Starting at the line containing "[locate] the green" and ending at the line containing "Target: sandstone cliff face", rewrite every line of those rows in order. Shift the x and y of each answer point by -98, and leave every other number, including the sample values, unchanged.

Data for the task:
..............................

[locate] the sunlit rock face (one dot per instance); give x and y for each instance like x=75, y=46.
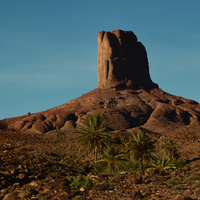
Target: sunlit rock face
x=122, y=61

..............................

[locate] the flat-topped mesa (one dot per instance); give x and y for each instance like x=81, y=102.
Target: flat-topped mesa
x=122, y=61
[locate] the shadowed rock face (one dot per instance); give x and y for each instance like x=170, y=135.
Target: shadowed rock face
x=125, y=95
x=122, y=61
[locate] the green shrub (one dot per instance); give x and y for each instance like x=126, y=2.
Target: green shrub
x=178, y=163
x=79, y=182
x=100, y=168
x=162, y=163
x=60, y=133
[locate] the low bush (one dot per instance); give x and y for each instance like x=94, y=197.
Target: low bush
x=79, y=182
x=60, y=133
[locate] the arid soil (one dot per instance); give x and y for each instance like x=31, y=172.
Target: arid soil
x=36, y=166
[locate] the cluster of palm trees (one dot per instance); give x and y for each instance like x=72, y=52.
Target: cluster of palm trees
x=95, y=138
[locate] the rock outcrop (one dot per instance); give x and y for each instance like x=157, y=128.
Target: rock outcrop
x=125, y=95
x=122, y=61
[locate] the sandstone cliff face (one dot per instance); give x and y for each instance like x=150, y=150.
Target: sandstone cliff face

..............................

Written solution:
[locate] the green shrub (one dot per instance); give x and y for each instance like x=126, y=2.
Target: green shrub
x=80, y=65
x=-19, y=84
x=2, y=70
x=64, y=65
x=-38, y=35
[locate] the low bush (one dot per instance); give x and y for each instance like x=94, y=197.
Target: low bush
x=-19, y=84
x=-38, y=35
[locate] the arid soil (one dot per instance); give x and y for each instance like x=31, y=172.
Target: arid soil
x=-62, y=68
[locate] the cluster of palm trees (one dot per instance); give x and y for each instance like x=72, y=52.
Target: cluster of palm trees
x=-3, y=40
[locate] the rock outcrop (one dot per instance); give x and y for each instance like x=157, y=128.
Target: rock outcrop
x=27, y=-3
x=24, y=-37
[locate] the sandstone cliff face (one dot per instance); give x and y for each instance like x=150, y=150.
Target: sandstone cliff face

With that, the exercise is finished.